▶ _Data provided_
------------

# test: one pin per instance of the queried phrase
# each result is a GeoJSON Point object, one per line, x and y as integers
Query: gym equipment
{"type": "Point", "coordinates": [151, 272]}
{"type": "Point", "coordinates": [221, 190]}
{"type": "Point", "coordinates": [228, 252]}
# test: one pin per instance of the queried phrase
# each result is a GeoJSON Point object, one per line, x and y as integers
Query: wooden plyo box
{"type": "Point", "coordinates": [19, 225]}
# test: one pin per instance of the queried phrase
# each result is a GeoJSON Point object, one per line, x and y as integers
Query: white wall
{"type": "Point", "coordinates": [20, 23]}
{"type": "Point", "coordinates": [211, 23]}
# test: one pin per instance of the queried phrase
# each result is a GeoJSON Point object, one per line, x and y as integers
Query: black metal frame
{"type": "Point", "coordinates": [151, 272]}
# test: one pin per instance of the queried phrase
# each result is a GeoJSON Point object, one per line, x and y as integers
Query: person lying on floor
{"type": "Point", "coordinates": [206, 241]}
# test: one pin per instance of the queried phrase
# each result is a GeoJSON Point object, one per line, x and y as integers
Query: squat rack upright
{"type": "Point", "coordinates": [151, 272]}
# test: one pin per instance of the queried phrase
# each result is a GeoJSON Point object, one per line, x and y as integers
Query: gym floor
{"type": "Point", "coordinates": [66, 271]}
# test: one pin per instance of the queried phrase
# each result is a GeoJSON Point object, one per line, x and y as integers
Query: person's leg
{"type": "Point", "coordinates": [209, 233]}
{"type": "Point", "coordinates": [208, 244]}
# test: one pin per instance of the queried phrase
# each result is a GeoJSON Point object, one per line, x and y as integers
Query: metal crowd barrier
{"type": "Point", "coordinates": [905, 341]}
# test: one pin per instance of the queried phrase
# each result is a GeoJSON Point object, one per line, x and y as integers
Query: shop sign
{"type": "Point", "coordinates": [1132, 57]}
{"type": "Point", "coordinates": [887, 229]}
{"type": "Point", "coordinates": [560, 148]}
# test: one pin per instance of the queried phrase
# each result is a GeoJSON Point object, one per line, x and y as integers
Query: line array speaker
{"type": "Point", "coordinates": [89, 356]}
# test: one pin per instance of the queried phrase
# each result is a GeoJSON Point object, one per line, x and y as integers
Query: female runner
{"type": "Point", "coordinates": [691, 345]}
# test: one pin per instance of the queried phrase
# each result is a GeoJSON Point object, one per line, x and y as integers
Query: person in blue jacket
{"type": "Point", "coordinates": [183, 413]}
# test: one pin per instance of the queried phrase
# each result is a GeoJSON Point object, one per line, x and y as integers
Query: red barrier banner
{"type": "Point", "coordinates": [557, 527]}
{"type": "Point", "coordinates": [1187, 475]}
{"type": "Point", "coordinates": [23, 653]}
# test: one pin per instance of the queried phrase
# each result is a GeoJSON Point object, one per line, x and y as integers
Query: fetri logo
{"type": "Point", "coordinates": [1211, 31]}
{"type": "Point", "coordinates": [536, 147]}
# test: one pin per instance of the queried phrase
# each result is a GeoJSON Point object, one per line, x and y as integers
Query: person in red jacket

------------

▶ _Exercise requirements_
The answer should reproduce each entry above in full.

▶ _Answer area_
# test: one pin per instance of the queried phrase
# each result is a GeoJSON Point object, one per line, x and y as integers
Query: gym equipment
{"type": "Point", "coordinates": [151, 272]}
{"type": "Point", "coordinates": [221, 190]}
{"type": "Point", "coordinates": [228, 252]}
# test: one pin per instance of the queried phrase
# each result is a GeoJSON Point object, one per line, x and y as integers
Query: wooden plyo box
{"type": "Point", "coordinates": [19, 225]}
# test: one pin per instance of the queried phrase
# each result is a GeoJSON Point object, one per line, x and y as integers
Query: white wall
{"type": "Point", "coordinates": [20, 23]}
{"type": "Point", "coordinates": [211, 23]}
# test: one pin per instance of the queried phrase
# each result is a GeoJSON Point object, one per line, x and y as integers
Query: black metal frame
{"type": "Point", "coordinates": [151, 272]}
# test: one pin per instance of the queried phrase
# each result is a GeoJSON Point object, one per line, x and y as integers
Query: person lying on floor
{"type": "Point", "coordinates": [206, 241]}
# test: one pin per instance of the queried phrase
# each result is a GeoJSON Point object, one per line, x and y as integers
Query: squat rack upright
{"type": "Point", "coordinates": [151, 272]}
# test: one pin per instance of the queried phrase
# each result is a GeoJSON Point object, one per line, x and y as integers
Query: gym floor
{"type": "Point", "coordinates": [66, 271]}
# test: one pin per instance of the queried phrase
# each result is a GeoJSON Point object, one per line, x and y as integers
Query: person's leg
{"type": "Point", "coordinates": [209, 233]}
{"type": "Point", "coordinates": [208, 244]}
# test: one pin per instance of the queried phrase
# each result is a GeoJSON Point object, one per line, x and y as integers
Query: metal crowd barrier
{"type": "Point", "coordinates": [905, 341]}
# test: one pin per instance of the queried phrase
# each result is a GeoJSON Point object, one per line, x and y as integers
Query: shop sign
{"type": "Point", "coordinates": [1132, 57]}
{"type": "Point", "coordinates": [887, 229]}
{"type": "Point", "coordinates": [560, 148]}
# test: one pin per instance of the queried phrase
# each result is a GeoJSON Point object, one per line, x and y as integers
Query: line array speaker
{"type": "Point", "coordinates": [89, 356]}
# test: one pin per instance of the queried phrase
# each result is a GeoJSON Point object, one per line, x and y as integers
Query: female runner
{"type": "Point", "coordinates": [691, 345]}
# test: one pin per instance of the queried phrase
# each result is a GeoJSON Point object, one per line, x and y as integers
Query: person in blue jacket
{"type": "Point", "coordinates": [183, 413]}
# test: one pin per instance of the queried phrase
# each result is a GeoJSON Point object, one per line, x and y as integers
Query: red barrier banner
{"type": "Point", "coordinates": [557, 527]}
{"type": "Point", "coordinates": [1187, 475]}
{"type": "Point", "coordinates": [23, 653]}
# test: one pin per instance of the queried phrase
# each result is a GeoJSON Point object, one per line, x and y as integers
Query: fetri logo
{"type": "Point", "coordinates": [1211, 31]}
{"type": "Point", "coordinates": [536, 147]}
# test: one pin per instance of the queried phrase
# each result is a GeoJSON Point object, one per line, x and y as integers
Query: person in red jacket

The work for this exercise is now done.